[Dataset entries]
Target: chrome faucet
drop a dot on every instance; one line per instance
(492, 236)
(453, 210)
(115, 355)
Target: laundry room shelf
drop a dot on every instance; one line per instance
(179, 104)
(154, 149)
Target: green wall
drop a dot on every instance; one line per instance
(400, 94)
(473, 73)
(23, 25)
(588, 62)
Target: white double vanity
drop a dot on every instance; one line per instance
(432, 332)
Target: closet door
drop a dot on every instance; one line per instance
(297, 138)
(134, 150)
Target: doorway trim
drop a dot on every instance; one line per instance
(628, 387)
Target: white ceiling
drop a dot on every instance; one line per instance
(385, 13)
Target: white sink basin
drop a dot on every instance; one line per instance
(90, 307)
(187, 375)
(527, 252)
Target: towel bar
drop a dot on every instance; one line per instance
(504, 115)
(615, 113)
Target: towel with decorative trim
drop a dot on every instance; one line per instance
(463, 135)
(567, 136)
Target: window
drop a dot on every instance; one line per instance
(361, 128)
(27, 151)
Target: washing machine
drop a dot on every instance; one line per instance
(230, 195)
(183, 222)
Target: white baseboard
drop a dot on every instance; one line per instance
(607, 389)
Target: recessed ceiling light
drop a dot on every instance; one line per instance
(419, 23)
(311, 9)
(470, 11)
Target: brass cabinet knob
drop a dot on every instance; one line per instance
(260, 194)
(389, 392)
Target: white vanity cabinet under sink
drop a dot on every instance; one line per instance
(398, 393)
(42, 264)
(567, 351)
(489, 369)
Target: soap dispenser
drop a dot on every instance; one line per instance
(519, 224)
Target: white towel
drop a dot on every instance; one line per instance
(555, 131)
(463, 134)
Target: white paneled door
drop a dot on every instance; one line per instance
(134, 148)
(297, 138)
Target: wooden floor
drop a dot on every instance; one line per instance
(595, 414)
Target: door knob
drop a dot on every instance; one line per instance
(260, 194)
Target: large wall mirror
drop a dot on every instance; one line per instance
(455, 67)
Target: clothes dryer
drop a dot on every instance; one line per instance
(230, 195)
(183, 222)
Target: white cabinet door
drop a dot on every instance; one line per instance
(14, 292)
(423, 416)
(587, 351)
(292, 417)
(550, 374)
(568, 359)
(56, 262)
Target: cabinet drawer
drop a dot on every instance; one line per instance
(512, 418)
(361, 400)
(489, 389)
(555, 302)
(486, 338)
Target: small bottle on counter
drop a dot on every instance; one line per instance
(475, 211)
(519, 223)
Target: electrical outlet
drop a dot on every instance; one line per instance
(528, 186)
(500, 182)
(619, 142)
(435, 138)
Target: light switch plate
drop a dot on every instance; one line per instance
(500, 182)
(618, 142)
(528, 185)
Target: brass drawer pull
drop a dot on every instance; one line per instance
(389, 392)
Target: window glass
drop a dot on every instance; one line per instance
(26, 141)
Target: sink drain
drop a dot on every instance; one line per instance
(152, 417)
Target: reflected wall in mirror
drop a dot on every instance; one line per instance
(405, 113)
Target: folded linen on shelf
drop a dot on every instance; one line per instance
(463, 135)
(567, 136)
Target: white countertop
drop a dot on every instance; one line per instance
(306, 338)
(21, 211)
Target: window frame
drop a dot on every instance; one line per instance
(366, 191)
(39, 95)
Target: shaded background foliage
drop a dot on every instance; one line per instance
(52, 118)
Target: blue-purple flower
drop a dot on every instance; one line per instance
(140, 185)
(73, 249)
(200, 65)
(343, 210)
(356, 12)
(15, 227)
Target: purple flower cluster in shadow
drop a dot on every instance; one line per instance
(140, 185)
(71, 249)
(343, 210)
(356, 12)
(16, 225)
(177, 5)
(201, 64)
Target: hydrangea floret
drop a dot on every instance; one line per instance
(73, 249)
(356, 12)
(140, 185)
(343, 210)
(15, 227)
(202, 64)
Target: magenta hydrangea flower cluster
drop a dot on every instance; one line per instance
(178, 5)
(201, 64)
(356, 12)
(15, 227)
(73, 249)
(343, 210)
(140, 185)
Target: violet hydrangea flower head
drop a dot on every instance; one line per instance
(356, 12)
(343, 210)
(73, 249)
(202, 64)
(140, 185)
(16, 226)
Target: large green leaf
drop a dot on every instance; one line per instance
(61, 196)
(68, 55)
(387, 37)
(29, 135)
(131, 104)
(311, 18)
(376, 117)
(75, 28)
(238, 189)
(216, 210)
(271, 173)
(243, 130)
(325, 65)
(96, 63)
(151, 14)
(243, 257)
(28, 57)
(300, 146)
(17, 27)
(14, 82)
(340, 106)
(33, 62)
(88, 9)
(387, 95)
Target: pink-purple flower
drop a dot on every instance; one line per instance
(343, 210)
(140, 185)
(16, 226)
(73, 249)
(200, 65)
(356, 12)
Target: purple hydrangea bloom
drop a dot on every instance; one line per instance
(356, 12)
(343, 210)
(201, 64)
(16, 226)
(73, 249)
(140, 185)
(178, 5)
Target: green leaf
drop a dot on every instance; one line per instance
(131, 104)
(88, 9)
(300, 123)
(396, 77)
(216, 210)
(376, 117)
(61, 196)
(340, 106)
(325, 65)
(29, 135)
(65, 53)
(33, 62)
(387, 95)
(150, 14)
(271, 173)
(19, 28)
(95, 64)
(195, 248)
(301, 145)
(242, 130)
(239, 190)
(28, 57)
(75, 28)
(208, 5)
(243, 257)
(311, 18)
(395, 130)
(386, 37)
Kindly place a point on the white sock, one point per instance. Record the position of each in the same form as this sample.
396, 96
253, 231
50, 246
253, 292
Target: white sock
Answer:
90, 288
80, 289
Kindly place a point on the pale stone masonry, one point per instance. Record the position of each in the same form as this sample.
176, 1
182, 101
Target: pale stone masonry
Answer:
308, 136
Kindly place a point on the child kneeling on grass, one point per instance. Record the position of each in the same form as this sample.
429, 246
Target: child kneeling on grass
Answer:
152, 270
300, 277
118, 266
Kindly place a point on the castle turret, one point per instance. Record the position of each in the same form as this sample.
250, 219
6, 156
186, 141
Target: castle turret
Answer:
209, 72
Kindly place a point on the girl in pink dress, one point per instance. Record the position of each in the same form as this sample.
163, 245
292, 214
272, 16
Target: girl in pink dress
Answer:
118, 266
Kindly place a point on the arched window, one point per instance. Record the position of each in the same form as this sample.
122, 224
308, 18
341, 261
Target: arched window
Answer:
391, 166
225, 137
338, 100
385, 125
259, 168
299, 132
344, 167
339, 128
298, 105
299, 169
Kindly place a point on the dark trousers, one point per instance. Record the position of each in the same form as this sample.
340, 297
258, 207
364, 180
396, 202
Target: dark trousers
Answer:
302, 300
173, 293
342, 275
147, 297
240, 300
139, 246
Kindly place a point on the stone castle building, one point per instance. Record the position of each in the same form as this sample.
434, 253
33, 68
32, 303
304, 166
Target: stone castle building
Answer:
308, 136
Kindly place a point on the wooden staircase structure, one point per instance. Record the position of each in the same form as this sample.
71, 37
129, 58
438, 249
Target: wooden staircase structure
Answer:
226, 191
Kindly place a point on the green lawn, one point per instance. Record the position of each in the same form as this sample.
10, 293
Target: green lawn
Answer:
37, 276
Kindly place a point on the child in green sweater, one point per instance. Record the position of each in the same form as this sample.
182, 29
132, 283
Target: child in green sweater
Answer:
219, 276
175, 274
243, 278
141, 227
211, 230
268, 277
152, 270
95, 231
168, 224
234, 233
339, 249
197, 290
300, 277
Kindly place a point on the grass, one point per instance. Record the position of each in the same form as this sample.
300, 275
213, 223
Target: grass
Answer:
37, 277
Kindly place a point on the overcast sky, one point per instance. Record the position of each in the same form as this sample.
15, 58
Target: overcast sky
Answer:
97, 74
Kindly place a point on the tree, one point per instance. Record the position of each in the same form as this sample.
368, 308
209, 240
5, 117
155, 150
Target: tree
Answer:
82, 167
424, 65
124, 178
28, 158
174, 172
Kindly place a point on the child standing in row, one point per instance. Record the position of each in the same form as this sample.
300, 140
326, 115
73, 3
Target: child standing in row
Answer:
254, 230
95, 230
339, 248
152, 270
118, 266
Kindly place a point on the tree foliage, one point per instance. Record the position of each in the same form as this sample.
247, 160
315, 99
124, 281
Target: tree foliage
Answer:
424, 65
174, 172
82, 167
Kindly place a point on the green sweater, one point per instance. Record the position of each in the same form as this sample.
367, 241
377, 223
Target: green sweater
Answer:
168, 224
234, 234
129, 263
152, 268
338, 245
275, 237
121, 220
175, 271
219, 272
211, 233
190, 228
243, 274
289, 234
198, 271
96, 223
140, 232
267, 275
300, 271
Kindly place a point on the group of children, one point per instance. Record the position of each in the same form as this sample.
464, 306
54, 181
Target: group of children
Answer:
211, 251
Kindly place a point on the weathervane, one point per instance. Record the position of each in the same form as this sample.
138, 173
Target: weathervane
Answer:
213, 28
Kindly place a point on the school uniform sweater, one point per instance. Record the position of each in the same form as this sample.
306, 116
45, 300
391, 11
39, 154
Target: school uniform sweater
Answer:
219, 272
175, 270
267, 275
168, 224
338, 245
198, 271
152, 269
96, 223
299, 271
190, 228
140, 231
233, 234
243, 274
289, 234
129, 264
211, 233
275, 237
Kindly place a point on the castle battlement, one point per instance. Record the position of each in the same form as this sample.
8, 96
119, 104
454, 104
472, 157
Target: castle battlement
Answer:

• [Work instructions]: Each line of the data in which the string "children" appears needs to be copied.

• [Completed exercise]:
Kindly place a point on the group of children, one point per instance. Record the position of each in the same form as this sample.
Target: group of children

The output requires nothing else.